(Point-per-instance localization data)
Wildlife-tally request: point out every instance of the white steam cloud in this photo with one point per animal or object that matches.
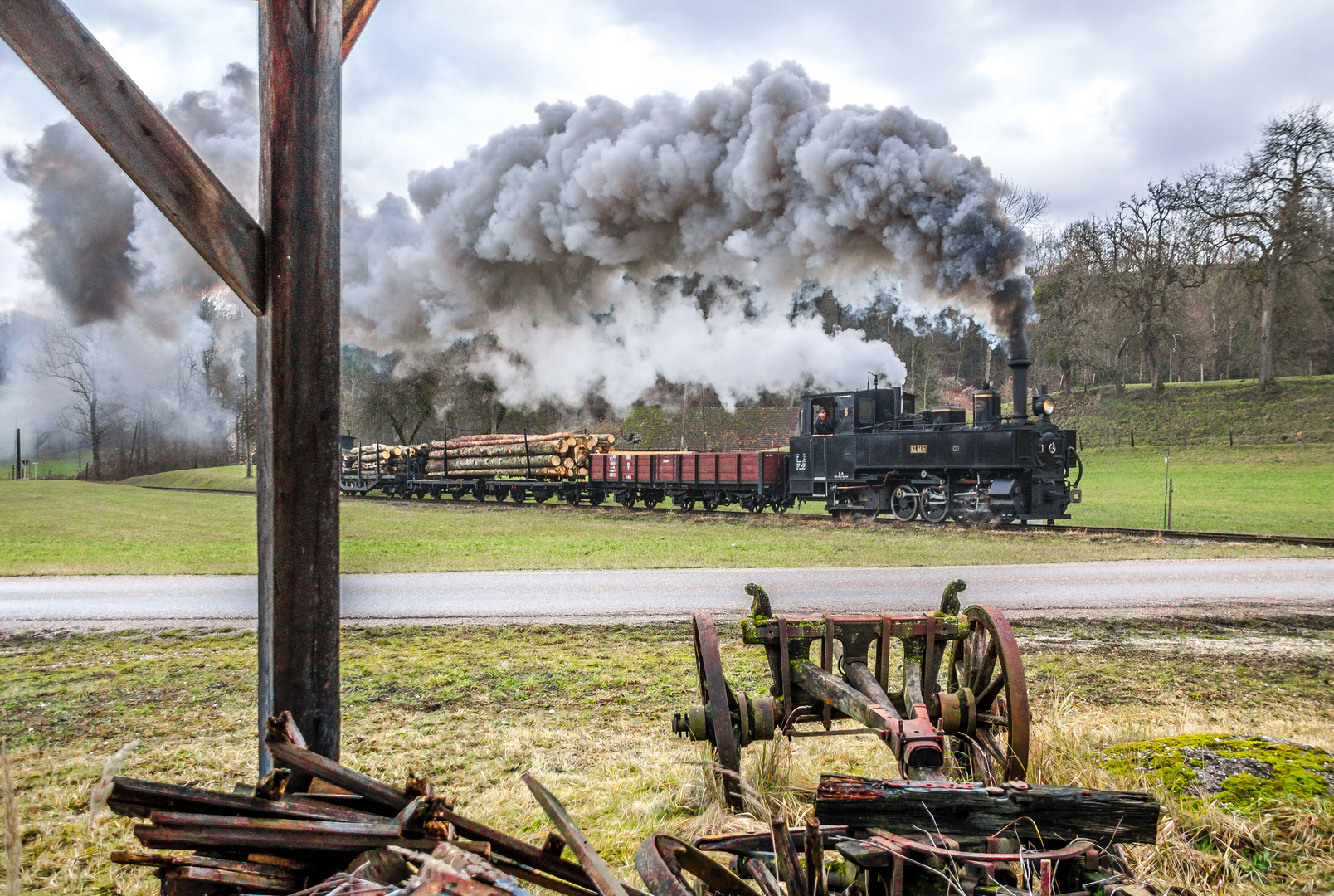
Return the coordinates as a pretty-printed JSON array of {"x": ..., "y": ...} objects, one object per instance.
[{"x": 577, "y": 243}]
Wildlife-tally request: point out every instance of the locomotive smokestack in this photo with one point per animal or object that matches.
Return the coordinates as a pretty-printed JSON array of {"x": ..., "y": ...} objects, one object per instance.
[{"x": 1020, "y": 387}]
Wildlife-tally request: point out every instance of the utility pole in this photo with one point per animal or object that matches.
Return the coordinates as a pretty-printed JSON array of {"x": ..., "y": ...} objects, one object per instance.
[
  {"x": 247, "y": 410},
  {"x": 1166, "y": 491}
]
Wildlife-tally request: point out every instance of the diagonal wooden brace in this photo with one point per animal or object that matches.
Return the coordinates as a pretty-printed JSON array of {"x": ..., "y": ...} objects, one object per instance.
[{"x": 140, "y": 139}]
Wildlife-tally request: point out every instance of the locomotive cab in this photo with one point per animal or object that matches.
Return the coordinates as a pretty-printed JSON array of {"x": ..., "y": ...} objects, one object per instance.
[{"x": 874, "y": 454}]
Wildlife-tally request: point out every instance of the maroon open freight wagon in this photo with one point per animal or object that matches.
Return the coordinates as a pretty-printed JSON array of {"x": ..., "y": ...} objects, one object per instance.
[{"x": 752, "y": 479}]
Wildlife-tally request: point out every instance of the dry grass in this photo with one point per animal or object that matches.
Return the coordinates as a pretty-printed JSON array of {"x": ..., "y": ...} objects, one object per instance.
[{"x": 587, "y": 711}]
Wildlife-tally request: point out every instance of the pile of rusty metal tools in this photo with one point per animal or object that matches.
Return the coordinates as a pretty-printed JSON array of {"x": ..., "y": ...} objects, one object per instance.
[
  {"x": 962, "y": 819},
  {"x": 350, "y": 835}
]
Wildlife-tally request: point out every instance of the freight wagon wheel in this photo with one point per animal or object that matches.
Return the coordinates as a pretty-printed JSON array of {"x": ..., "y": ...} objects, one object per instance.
[
  {"x": 987, "y": 671},
  {"x": 718, "y": 698},
  {"x": 903, "y": 503}
]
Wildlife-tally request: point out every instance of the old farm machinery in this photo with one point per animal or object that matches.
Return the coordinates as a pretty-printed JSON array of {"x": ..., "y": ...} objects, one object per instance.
[
  {"x": 974, "y": 724},
  {"x": 946, "y": 694}
]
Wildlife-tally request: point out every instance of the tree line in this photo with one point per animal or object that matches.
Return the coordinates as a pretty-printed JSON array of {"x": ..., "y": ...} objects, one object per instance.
[{"x": 1224, "y": 274}]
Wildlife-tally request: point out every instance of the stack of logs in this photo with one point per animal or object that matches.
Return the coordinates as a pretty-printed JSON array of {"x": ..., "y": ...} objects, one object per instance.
[
  {"x": 555, "y": 455},
  {"x": 351, "y": 834},
  {"x": 377, "y": 460}
]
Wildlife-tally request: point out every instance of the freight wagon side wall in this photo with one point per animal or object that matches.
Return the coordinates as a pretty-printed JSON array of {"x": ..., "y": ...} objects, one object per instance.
[{"x": 730, "y": 468}]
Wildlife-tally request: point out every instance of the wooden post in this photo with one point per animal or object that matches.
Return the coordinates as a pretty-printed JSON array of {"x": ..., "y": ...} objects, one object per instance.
[{"x": 300, "y": 96}]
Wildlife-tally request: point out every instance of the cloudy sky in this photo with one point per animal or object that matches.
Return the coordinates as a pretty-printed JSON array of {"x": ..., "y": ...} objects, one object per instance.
[{"x": 1082, "y": 101}]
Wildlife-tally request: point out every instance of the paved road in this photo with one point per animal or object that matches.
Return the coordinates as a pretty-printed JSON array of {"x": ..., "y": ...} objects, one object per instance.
[{"x": 643, "y": 595}]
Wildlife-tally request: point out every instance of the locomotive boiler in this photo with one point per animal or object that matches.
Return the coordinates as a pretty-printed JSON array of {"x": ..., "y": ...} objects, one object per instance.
[{"x": 871, "y": 452}]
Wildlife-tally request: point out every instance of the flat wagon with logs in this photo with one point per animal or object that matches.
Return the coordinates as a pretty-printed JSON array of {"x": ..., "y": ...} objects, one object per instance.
[{"x": 862, "y": 454}]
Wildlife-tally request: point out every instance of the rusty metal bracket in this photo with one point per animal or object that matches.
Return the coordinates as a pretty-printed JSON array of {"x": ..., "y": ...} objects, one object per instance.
[
  {"x": 786, "y": 665},
  {"x": 827, "y": 665}
]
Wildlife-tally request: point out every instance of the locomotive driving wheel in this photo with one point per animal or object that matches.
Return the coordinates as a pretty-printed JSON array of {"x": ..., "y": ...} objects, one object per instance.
[
  {"x": 718, "y": 698},
  {"x": 936, "y": 504},
  {"x": 986, "y": 674},
  {"x": 903, "y": 503}
]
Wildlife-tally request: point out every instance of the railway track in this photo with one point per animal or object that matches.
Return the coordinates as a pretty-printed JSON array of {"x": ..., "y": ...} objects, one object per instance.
[{"x": 1184, "y": 535}]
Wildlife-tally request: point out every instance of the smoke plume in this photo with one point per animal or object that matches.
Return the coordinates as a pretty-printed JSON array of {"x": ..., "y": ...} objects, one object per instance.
[
  {"x": 566, "y": 239},
  {"x": 598, "y": 250},
  {"x": 83, "y": 212},
  {"x": 168, "y": 335}
]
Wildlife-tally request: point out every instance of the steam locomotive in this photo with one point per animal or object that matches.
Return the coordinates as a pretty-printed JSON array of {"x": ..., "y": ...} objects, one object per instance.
[{"x": 862, "y": 454}]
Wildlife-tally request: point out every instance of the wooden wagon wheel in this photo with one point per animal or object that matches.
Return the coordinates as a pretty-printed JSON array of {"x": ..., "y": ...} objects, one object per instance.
[
  {"x": 718, "y": 698},
  {"x": 662, "y": 859},
  {"x": 986, "y": 665}
]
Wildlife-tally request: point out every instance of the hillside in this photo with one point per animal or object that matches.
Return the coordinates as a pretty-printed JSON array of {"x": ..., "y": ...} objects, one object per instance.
[
  {"x": 1202, "y": 414},
  {"x": 224, "y": 479}
]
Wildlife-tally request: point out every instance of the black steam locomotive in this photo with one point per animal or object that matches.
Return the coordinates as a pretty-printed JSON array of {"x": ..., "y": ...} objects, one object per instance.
[
  {"x": 870, "y": 452},
  {"x": 860, "y": 454}
]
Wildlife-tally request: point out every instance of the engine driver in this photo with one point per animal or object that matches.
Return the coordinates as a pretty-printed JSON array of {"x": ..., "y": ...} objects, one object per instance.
[{"x": 822, "y": 423}]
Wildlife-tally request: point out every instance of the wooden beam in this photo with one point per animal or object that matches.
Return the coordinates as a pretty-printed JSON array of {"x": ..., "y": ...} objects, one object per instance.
[
  {"x": 355, "y": 15},
  {"x": 140, "y": 139},
  {"x": 1033, "y": 814},
  {"x": 300, "y": 98}
]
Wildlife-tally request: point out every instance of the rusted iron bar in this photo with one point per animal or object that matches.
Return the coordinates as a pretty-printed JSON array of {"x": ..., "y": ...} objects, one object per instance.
[
  {"x": 327, "y": 770},
  {"x": 140, "y": 139},
  {"x": 355, "y": 15},
  {"x": 785, "y": 858},
  {"x": 138, "y": 799},
  {"x": 300, "y": 95},
  {"x": 598, "y": 871}
]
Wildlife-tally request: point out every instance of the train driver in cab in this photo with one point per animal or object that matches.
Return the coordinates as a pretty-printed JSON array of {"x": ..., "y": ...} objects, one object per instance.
[{"x": 823, "y": 424}]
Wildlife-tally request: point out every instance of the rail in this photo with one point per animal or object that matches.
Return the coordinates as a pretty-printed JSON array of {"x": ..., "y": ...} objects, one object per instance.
[{"x": 1062, "y": 528}]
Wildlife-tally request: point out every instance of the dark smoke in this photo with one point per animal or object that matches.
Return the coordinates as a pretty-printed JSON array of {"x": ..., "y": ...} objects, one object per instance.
[
  {"x": 83, "y": 212},
  {"x": 554, "y": 234}
]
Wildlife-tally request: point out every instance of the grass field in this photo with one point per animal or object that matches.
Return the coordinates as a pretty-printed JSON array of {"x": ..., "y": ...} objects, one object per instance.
[
  {"x": 1255, "y": 489},
  {"x": 587, "y": 709},
  {"x": 1208, "y": 414},
  {"x": 227, "y": 479},
  {"x": 75, "y": 528}
]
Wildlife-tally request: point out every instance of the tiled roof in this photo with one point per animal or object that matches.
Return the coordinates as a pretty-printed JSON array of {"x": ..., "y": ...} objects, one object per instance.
[{"x": 708, "y": 428}]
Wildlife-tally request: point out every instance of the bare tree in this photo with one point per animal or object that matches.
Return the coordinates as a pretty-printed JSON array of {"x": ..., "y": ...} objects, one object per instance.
[
  {"x": 1272, "y": 208},
  {"x": 1022, "y": 204},
  {"x": 72, "y": 359},
  {"x": 407, "y": 400},
  {"x": 1145, "y": 256}
]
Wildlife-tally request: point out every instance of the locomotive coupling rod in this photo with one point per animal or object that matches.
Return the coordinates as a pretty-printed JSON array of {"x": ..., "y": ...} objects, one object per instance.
[{"x": 915, "y": 742}]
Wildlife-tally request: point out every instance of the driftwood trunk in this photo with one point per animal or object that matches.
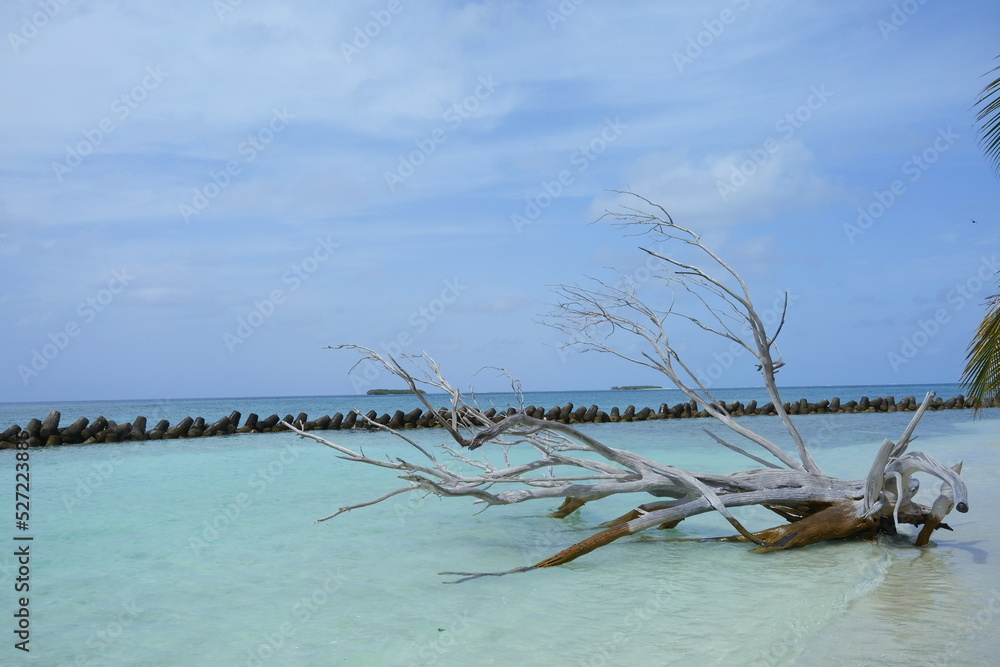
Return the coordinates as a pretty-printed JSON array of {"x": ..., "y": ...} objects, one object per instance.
[{"x": 812, "y": 506}]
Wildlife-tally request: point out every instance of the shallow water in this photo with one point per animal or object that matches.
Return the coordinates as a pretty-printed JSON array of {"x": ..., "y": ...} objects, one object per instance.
[{"x": 204, "y": 552}]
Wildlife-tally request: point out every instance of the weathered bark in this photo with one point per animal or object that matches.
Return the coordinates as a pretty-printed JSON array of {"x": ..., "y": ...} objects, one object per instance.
[{"x": 815, "y": 507}]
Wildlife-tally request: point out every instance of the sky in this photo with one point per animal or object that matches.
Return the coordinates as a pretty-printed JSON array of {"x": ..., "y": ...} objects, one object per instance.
[{"x": 198, "y": 198}]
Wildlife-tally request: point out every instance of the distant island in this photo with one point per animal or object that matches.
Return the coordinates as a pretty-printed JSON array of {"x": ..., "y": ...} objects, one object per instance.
[
  {"x": 631, "y": 387},
  {"x": 391, "y": 392}
]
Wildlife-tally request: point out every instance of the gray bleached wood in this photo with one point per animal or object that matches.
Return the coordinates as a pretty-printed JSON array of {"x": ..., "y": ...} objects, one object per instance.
[{"x": 815, "y": 507}]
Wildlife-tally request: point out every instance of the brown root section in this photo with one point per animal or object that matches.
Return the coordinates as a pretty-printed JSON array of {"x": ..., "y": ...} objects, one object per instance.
[
  {"x": 569, "y": 506},
  {"x": 924, "y": 536},
  {"x": 586, "y": 546},
  {"x": 837, "y": 521}
]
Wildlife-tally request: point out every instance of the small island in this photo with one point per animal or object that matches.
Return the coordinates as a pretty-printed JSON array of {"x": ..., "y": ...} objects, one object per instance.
[{"x": 632, "y": 387}]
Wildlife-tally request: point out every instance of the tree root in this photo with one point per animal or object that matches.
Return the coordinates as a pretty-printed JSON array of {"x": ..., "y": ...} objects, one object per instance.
[{"x": 586, "y": 546}]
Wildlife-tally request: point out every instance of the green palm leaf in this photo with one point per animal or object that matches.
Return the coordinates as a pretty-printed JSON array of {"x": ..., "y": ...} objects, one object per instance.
[{"x": 982, "y": 368}]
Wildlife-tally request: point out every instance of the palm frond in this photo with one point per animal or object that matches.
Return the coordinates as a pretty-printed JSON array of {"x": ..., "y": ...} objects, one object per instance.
[{"x": 982, "y": 369}]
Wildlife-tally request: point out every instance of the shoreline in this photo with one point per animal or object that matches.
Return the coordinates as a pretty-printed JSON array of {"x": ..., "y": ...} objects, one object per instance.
[{"x": 48, "y": 432}]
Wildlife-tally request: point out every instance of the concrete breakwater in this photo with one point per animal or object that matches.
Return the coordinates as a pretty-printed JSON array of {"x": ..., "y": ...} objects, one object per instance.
[{"x": 49, "y": 432}]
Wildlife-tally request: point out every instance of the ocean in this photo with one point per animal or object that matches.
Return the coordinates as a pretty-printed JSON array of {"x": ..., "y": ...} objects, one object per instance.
[{"x": 206, "y": 552}]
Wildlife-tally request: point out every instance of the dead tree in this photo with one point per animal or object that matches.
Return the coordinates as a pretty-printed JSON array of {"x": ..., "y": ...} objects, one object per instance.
[{"x": 814, "y": 507}]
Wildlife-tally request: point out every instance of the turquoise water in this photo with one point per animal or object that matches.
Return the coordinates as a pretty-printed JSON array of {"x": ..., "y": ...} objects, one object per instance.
[
  {"x": 204, "y": 552},
  {"x": 175, "y": 409}
]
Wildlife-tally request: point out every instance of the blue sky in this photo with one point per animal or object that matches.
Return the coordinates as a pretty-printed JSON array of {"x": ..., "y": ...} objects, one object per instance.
[{"x": 198, "y": 197}]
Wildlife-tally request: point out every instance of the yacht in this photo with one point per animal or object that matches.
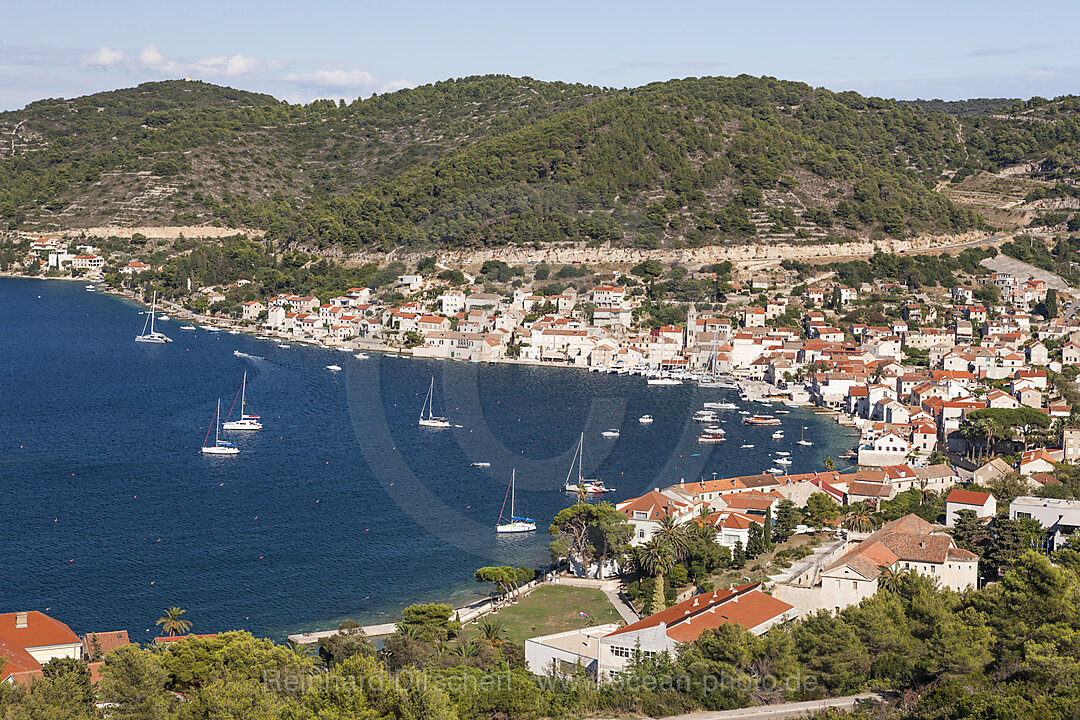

→ Exercise objective: Some lines in the data above hold the string "metal". Find and copy each of them.

→ Solution to this task:
Wildlife-tally request: point out every instance of the pile of rusty metal tools in this photo with one point per animal or object that matches.
Wildlife-tally request: point out every instance of the rusty metal bracket in this photo with one point per animal or object that matches.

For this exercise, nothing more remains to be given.